> [INSTRUÇÃO 1] Na resenha abaixo, liste os dados de publicação da edição resenhada: autora, cidade, editora, número da edição e ano desta edição.

> [TRECHO FORNECIDO]
O Quinze (1930)

O Quinze, romance por Rachel de Queiroz. Rio de Janeiro: José Olympio, 108ª ed., 2018 [1930].

Sem revelações significativas do enredo.

É sempre difícil resenhar clássicos da literatura, uma vez que são obras consagradas e que possuem, senão sua qualidade, sua importância histórica atestada pela crítica. Quando se concorda com a opinião dos especialistas, de que a obra em questão é realmente admirável e excepcional, há pouco com o que se preocupar. Contudo, se o livro não apetece, fica sempre pairando na cabeça do leitor a possibilidade de não ter compreendido a genialidade do autor em toda a sua dimensão. Para falar a verdade, um clássico nem sempre é brilhante ou genial: ele pode ter sido apenas um marco para sua época ou ter introduzido novidades estilísticas e temáticas importantes, o que, logicamente, é um feito e tanto. Em tempo, é bom observar que foge ao objetivo deste texto apontar o que constitui um clássico.
A esta altura, já deve ter ficado claro o porquê de todo este preâmbulo: o fato é que O Quinze não me agradou tanto quanto eu esperava. Dito isso, não cabe aqui indagar se sua consagração pela crítica é exagerada ou não (o que seria de uma prepotência sem tamanho), mas tão somente explicar os motivos da frustração. É certo que confio na opinião dos estudiosos, mas não irei me furtar de emitir a minha própria, pois, do contrário, estaria sendo omisso, deixando de registrar minhas impressões e me limitando a reproduzir o consenso já estabelecido em torno do trabalho de Rachel de Queiroz. Talvez todo esse excesso de justificativas antecipadas tenha passado a impressão de que eu detestei O Quinze, o que não é bem o caso. Se, por um lado, a leitura de textos de apoio ajudou-me a compreender a qualidade técnica e a importância do romance, por outro, também me fez enxergar com clareza e entender o que exatamente eu não havia gostado nele. Passemos, portanto, à análise propriamente dita.

> [INSTRUÇÃO 2] Copie sem mudanças tudo o que está na listagem, do começo dela até a linha que contém "negative clicks: (234, 116)", incluindo essa linha. Deixe as imagens de fora da resposta.

> [DADOS FORNECIDOS]

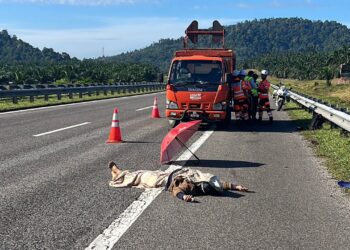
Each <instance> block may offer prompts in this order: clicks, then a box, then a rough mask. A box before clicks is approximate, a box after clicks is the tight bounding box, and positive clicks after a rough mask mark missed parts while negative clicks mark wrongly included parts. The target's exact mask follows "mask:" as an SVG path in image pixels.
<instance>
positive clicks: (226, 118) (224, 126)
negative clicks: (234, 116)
mask: <svg viewBox="0 0 350 250" xmlns="http://www.w3.org/2000/svg"><path fill="white" fill-rule="evenodd" d="M230 123H231V110H227V115H226V118H225V120H223V121H222V123H221V127H222V128H227V127H228V126H229V125H230Z"/></svg>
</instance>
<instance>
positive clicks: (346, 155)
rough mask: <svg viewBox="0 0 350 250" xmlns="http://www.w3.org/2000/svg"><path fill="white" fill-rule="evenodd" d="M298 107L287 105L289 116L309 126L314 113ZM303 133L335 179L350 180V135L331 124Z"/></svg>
mask: <svg viewBox="0 0 350 250" xmlns="http://www.w3.org/2000/svg"><path fill="white" fill-rule="evenodd" d="M298 107H299V106H298V105H297V104H295V103H292V102H290V103H288V104H287V105H286V108H287V110H288V113H289V116H290V117H291V118H292V119H293V120H294V121H295V122H296V124H297V125H298V126H300V127H303V128H308V125H309V124H310V123H311V119H312V115H311V114H309V113H308V112H306V111H304V110H303V109H298ZM301 133H302V135H303V136H304V137H305V138H306V139H307V140H309V141H310V142H311V143H312V145H313V146H314V151H315V153H316V155H317V156H318V157H320V158H322V159H323V160H324V161H325V164H326V166H327V168H328V170H329V171H330V173H331V174H332V176H333V177H334V178H335V179H337V180H345V181H350V137H344V136H342V135H341V134H340V129H332V128H331V126H330V125H329V124H325V125H324V127H323V128H322V129H319V130H308V129H306V130H303V131H302V132H301Z"/></svg>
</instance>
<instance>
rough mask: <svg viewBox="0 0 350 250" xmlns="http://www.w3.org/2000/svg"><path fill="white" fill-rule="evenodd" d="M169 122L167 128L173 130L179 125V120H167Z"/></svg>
mask: <svg viewBox="0 0 350 250" xmlns="http://www.w3.org/2000/svg"><path fill="white" fill-rule="evenodd" d="M168 122H169V128H175V127H176V126H177V125H179V124H180V121H179V120H168Z"/></svg>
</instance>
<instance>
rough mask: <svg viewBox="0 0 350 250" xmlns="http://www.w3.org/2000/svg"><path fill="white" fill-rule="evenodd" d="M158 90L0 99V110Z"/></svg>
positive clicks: (81, 100)
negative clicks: (79, 97) (9, 99)
mask: <svg viewBox="0 0 350 250" xmlns="http://www.w3.org/2000/svg"><path fill="white" fill-rule="evenodd" d="M160 91H163V90H160ZM160 91H141V92H136V93H135V92H126V93H120V94H118V93H115V94H111V93H108V94H107V95H104V94H103V93H100V94H99V95H96V94H91V96H88V95H83V97H82V98H79V94H75V95H73V98H72V99H70V98H69V97H68V96H67V95H62V99H61V100H57V96H56V95H52V96H49V99H48V101H45V100H44V97H38V98H36V99H35V101H34V102H30V101H29V98H28V97H26V98H22V99H19V100H18V103H17V104H14V103H12V100H1V101H0V112H5V111H13V110H20V109H28V108H38V107H46V106H55V105H60V104H68V103H77V102H86V101H94V100H102V99H110V98H116V97H123V96H134V95H142V94H149V93H155V92H160Z"/></svg>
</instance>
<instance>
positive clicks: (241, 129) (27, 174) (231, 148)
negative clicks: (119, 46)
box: [0, 94, 350, 249]
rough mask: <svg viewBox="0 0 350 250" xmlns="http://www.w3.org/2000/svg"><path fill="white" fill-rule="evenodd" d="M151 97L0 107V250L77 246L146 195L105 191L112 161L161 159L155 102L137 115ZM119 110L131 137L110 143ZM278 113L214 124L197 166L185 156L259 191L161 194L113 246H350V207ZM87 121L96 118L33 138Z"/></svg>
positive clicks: (160, 98) (124, 161) (239, 248)
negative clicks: (258, 116)
mask: <svg viewBox="0 0 350 250" xmlns="http://www.w3.org/2000/svg"><path fill="white" fill-rule="evenodd" d="M157 96H158V97H159V100H163V99H164V94H157ZM152 103H153V96H152V95H150V96H140V97H135V98H130V99H119V100H118V99H115V100H110V101H105V102H98V103H91V104H84V105H82V106H79V105H77V106H66V107H60V108H53V109H50V110H42V111H34V112H32V111H29V112H24V113H15V114H9V115H0V119H1V122H0V131H1V133H0V137H1V138H0V139H1V152H0V153H1V166H0V194H1V195H0V199H1V200H0V201H1V208H0V220H1V221H0V242H2V245H1V246H0V249H23V248H27V249H39V248H40V249H43V248H47V249H81V248H84V247H86V246H88V245H89V244H90V243H91V242H92V241H93V240H94V239H95V237H97V236H98V235H99V234H100V233H101V232H102V231H103V230H104V229H105V228H107V227H108V226H109V225H110V223H111V222H112V221H113V220H114V219H116V218H117V217H118V216H119V215H120V214H121V213H122V212H123V211H124V210H125V209H126V208H127V207H128V206H129V205H130V204H131V203H132V202H133V201H134V200H135V199H136V198H137V197H138V196H139V195H140V194H141V192H142V190H137V189H113V188H109V187H108V186H107V181H108V180H109V178H110V176H109V172H108V170H107V167H106V164H107V162H108V161H109V160H111V159H114V160H116V161H117V162H119V163H120V164H121V165H122V166H125V167H126V168H128V169H131V170H136V169H141V168H142V169H158V168H160V167H161V166H160V164H159V143H160V142H161V140H162V138H163V136H164V135H165V134H166V132H167V128H166V120H165V119H158V120H154V119H150V118H149V116H150V109H145V110H141V111H137V112H136V110H137V109H140V108H141V109H142V108H143V107H148V106H150V104H152ZM115 106H118V107H119V108H120V120H121V126H122V130H123V136H124V138H125V139H126V140H128V141H129V143H125V144H115V145H106V144H105V140H106V139H107V137H108V131H109V126H110V122H111V118H112V112H113V108H114V107H115ZM160 108H161V110H163V109H164V102H161V103H160ZM274 114H275V119H276V121H275V122H274V124H273V125H269V124H266V123H265V122H264V123H263V124H261V125H249V126H242V127H237V126H236V124H235V123H234V122H233V123H232V127H231V129H230V130H228V131H225V130H217V131H215V132H214V134H213V135H212V136H211V137H210V138H209V140H208V141H207V142H206V143H205V144H204V145H203V146H202V147H201V148H200V149H199V151H198V156H199V157H200V158H201V159H203V160H202V161H201V163H200V164H199V165H197V164H195V162H194V161H190V162H189V163H188V165H189V166H193V167H196V168H200V169H202V170H203V171H208V172H211V173H214V174H216V175H218V176H219V177H221V178H222V179H226V180H235V181H237V182H239V183H242V184H245V185H247V186H249V187H250V188H251V189H252V190H254V191H255V192H256V193H249V194H238V193H226V194H225V195H224V197H200V198H198V200H199V201H200V203H197V204H189V203H185V202H181V201H179V200H177V199H175V198H173V197H171V196H170V194H168V193H166V192H163V193H161V195H160V196H159V197H158V198H156V199H155V200H154V201H153V203H152V204H151V205H150V207H148V208H147V209H146V210H145V211H144V212H143V214H142V215H141V216H140V217H139V218H138V220H137V221H136V222H135V223H134V224H133V225H132V226H131V227H130V229H129V230H128V231H127V232H126V234H125V235H124V236H122V237H121V239H120V240H119V242H118V243H117V244H116V245H115V249H177V248H179V246H182V247H184V248H185V247H186V248H189V249H200V248H203V249H211V248H216V249H251V248H259V249H271V248H282V249H284V248H293V249H294V248H319V249H322V248H323V249H329V248H341V249H346V248H347V246H349V245H350V242H349V239H350V237H349V236H350V235H349V232H350V230H349V229H350V228H349V225H350V223H349V222H350V219H349V212H348V207H346V206H347V205H348V203H347V202H346V201H345V200H344V199H343V198H342V197H341V196H340V195H339V194H338V193H337V192H335V191H334V188H333V187H332V186H331V185H330V183H332V181H329V180H328V179H327V176H326V175H325V174H324V173H323V169H322V168H320V167H319V162H318V161H317V159H316V158H315V157H314V156H313V154H312V152H311V150H310V149H309V148H308V145H307V143H306V142H305V141H304V140H303V139H302V138H301V136H300V135H299V134H297V133H296V131H295V127H294V125H293V124H292V123H291V122H290V121H289V120H288V118H287V116H286V114H285V113H284V112H274ZM4 117H6V119H4ZM44 118H45V119H44ZM3 121H5V122H3ZM82 122H91V124H88V125H86V126H82V127H79V128H73V129H69V130H65V131H60V132H57V133H54V134H50V135H46V136H42V137H37V138H36V137H33V135H34V134H38V133H42V132H46V131H50V130H55V129H59V128H62V127H66V126H71V125H74V124H79V123H82ZM13 128H16V129H13ZM14 130H15V131H14ZM202 133H203V132H202V131H199V132H198V133H197V134H196V135H195V136H194V138H193V140H192V141H195V140H196V139H197V138H198V137H199V136H200V135H201V134H202ZM4 141H5V142H6V144H5V143H3V142H4ZM4 145H5V146H4ZM276 154H281V155H276ZM179 164H180V163H179ZM162 168H163V169H165V168H167V166H162Z"/></svg>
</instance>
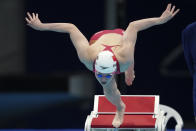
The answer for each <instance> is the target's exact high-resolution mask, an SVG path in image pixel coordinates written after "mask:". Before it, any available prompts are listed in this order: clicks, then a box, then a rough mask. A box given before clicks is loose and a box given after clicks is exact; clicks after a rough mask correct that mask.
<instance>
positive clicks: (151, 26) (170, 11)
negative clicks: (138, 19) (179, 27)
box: [132, 4, 180, 31]
mask: <svg viewBox="0 0 196 131" xmlns="http://www.w3.org/2000/svg"><path fill="white" fill-rule="evenodd" d="M179 11H180V9H177V10H176V11H175V6H173V7H172V6H171V4H168V5H167V8H166V10H165V11H164V12H163V13H162V15H161V16H160V17H157V18H147V19H142V20H138V21H134V22H132V24H133V25H134V26H135V29H136V30H137V31H141V30H145V29H147V28H150V27H152V26H155V25H160V24H164V23H166V22H168V21H169V20H171V19H172V18H173V17H174V16H175V15H176V14H177V13H178V12H179Z"/></svg>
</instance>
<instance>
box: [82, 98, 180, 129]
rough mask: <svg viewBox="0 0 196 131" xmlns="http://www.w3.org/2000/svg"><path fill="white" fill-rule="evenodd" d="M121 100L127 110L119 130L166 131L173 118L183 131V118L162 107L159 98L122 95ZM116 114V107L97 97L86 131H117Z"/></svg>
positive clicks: (103, 98) (175, 113)
mask: <svg viewBox="0 0 196 131" xmlns="http://www.w3.org/2000/svg"><path fill="white" fill-rule="evenodd" d="M121 99H122V100H123V102H124V103H125V105H126V109H125V115H124V121H123V123H122V125H121V126H120V127H119V128H118V129H117V130H119V131H121V130H122V131H130V130H142V131H143V130H145V131H165V130H166V125H167V122H168V120H169V119H170V118H171V117H173V118H174V119H175V120H176V122H177V125H176V127H175V129H176V130H177V131H181V129H182V126H183V121H182V118H181V116H180V115H179V114H178V113H177V112H176V111H175V110H174V109H172V108H171V107H168V106H164V105H160V104H159V96H157V95H122V96H121ZM115 112H116V108H115V106H114V105H112V104H111V103H110V102H109V101H108V100H107V99H106V97H105V96H104V95H95V98H94V109H93V111H92V112H91V114H90V115H89V116H87V119H86V123H85V131H113V130H116V129H115V128H114V127H113V125H112V121H113V119H114V116H115Z"/></svg>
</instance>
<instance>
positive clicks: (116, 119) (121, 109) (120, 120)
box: [112, 103, 125, 128]
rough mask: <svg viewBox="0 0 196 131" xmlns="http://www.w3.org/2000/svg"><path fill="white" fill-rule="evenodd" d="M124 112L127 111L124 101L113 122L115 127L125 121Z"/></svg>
mask: <svg viewBox="0 0 196 131" xmlns="http://www.w3.org/2000/svg"><path fill="white" fill-rule="evenodd" d="M124 112H125V104H124V103H122V106H121V107H120V109H117V111H116V115H115V117H114V119H113V122H112V125H113V126H114V127H115V128H118V127H120V125H121V124H122V123H123V118H124Z"/></svg>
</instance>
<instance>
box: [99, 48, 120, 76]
mask: <svg viewBox="0 0 196 131" xmlns="http://www.w3.org/2000/svg"><path fill="white" fill-rule="evenodd" d="M116 64H117V61H116V59H114V54H113V53H112V52H110V51H107V50H106V51H101V52H100V53H99V54H98V55H97V59H96V61H95V71H97V72H100V73H114V72H116V69H117V66H116Z"/></svg>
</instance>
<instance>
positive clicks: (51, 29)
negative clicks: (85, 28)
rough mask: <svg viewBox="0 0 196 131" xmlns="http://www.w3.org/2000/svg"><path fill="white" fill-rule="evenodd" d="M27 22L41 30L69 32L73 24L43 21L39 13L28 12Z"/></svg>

> [SUA RESPOSTA 1]
Autora: Rachel de Queiroz
Cidade: Rio de Janeiro
Editora: José Olympio
Edição: 108ª
Ano desta edição: 2018

> [SUA RESPOSTA 2]
Each <instance> block may offer prompts in this order: clicks, then a box, then a rough mask. A box before clicks is approximate, a box after clicks is the tight bounding box, and positive clicks after a rough mask mark missed parts while negative clicks mark wrongly included parts. The target's exact mask follows "mask:" as an SVG path in image pixels.
<instance>
positive clicks: (226, 118) (224, 126)
negative clicks: (234, 116)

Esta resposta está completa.